— Exercise details —
Report every line of the records that includes the word "kayak".

*** Provided data ***

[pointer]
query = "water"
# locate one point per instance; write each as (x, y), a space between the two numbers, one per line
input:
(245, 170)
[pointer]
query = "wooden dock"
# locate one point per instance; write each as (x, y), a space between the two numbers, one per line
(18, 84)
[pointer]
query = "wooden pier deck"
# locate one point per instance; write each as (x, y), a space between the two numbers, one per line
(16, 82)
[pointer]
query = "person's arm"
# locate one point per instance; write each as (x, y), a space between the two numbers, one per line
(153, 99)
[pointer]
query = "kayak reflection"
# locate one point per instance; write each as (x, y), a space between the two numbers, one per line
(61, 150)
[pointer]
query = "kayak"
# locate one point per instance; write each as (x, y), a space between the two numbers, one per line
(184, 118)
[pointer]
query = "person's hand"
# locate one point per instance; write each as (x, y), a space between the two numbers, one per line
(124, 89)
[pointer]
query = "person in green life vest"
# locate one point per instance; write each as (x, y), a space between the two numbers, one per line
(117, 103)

***

— Reply —
query = "kayak reflection"
query = "kayak"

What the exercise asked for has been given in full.